=== TEXT PROVIDED ===

---+---

A darkly comic fable about a publishing-house employee whose body manifests diseases described in a medical journal he’s editing, “The Illustrated Family Doctor” reps an uneven feature bow by noted Aussie commercials director Kriv Stenders. Despite precise visuals, and perfs to match, pic feels hemmed in by its clinically low-key ambience and the protag’s dulled emotional register. Festival exposure could help build cult potential in selected markets, but otherwise the prognosis for pic’s commercial life is decidedly iffy. Down Under, film opens March 3.
Gary Kelp (Samuel Johnson) is a thirtyish wage slave for Info Digest, a company specialising in condensed novels and self-help manuals. His latest assignment is editing a journal called “The Illustrated Family Doctor,” a grisly compendium of color shots of rashes, tumors and sundry unpalatable afflictions.
Gary is already depressed by the recent death of his father, whose bone marrow has been removed and reassigned, and by his faltering relationship with g.f. Jennifer (Kesti Morassi). He bottoms out when confronted by the hideous images he’s required to cut and paste.

---+---

=== PROVIDED DATA ===
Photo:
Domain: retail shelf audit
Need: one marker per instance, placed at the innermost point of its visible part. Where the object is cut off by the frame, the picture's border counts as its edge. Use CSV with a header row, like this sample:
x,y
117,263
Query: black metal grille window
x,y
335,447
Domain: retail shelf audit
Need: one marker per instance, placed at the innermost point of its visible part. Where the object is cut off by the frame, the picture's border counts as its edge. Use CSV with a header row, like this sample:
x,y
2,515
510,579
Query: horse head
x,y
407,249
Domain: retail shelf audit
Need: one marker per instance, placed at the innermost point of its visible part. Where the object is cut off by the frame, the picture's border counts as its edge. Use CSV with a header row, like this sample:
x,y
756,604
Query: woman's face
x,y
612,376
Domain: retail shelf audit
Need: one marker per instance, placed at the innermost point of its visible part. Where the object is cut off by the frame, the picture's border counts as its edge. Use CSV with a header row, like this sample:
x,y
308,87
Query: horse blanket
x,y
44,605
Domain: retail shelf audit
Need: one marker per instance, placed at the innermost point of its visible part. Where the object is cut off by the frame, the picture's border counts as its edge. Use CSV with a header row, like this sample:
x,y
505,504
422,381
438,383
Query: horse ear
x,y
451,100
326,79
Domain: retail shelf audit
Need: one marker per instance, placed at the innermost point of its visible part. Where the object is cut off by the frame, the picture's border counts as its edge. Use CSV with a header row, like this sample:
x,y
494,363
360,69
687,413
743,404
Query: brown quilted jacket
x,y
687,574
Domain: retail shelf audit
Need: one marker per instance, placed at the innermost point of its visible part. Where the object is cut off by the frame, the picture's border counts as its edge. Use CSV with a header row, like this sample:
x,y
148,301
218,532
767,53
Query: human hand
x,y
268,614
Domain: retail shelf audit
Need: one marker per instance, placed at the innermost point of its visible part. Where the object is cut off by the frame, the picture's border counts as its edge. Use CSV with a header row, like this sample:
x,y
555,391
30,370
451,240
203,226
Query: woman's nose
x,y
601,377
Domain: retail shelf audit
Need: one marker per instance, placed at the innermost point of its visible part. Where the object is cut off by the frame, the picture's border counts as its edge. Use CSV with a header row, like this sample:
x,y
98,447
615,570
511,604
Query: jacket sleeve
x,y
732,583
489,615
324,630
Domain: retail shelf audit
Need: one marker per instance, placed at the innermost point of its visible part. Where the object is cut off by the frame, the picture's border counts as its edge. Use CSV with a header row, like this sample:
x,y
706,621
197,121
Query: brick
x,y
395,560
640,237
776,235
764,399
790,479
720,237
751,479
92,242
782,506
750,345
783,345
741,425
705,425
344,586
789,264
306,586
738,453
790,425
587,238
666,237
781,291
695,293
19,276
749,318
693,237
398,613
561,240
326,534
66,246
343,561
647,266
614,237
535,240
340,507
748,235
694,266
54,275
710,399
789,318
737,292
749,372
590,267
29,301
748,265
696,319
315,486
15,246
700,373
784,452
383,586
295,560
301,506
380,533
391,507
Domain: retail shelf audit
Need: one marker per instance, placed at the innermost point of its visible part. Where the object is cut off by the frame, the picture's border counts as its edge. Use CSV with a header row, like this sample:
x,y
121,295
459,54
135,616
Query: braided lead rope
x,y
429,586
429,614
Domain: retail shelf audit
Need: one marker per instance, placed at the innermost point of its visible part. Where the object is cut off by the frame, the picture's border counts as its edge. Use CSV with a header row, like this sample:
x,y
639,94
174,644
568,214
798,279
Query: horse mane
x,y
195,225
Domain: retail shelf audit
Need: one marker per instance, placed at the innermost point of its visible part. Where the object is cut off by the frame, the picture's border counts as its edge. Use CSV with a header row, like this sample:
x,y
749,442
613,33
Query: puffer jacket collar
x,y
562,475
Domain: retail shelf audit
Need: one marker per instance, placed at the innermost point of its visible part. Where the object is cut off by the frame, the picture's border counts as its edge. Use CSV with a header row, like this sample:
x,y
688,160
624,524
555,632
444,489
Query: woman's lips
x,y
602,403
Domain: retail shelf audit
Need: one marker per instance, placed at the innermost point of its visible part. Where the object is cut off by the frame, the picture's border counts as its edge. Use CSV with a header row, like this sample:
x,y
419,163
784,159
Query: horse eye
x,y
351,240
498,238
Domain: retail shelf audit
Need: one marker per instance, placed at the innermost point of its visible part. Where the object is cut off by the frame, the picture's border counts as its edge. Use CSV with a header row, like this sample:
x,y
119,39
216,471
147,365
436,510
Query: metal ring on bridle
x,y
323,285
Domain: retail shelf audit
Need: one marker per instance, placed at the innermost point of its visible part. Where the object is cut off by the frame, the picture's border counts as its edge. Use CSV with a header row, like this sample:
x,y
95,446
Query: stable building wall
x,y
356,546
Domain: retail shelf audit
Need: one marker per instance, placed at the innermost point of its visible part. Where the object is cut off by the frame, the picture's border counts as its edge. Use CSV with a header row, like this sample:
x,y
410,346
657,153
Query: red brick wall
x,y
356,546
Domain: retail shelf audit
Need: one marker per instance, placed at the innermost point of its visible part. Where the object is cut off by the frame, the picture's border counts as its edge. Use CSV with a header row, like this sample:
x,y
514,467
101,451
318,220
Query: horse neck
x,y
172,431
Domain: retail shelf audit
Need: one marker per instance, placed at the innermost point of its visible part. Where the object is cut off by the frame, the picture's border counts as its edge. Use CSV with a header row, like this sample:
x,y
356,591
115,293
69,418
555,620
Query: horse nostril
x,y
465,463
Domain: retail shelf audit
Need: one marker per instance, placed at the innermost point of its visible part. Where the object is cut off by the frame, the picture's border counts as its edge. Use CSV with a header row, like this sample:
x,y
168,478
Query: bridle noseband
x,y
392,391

---+---

Reproduce the part of the film review that begins with the words containing "A darkly comic" and ends with "sundry unpalatable afflictions.". The material has no connection to the film review.

=== COMPLETED EXERCISE ===
A darkly comic fable about a publishing-house employee whose body manifests diseases described in a medical journal he’s editing, “The Illustrated Family Doctor” reps an uneven feature bow by noted Aussie commercials director Kriv Stenders. Despite precise visuals, and perfs to match, pic feels hemmed in by its clinically low-key ambience and the protag’s dulled emotional register. Festival exposure could help build cult potential in selected markets, but otherwise the prognosis for pic’s commercial life is decidedly iffy. Down Under, film opens March 3.
Gary Kelp (Samuel Johnson) is a thirtyish wage slave for Info Digest, a company specialising in condensed novels and self-help manuals. His latest assignment is editing a journal called “The Illustrated Family Doctor,” a grisly compendium of color shots of rashes, tumors and sundry unpalatable afflictions.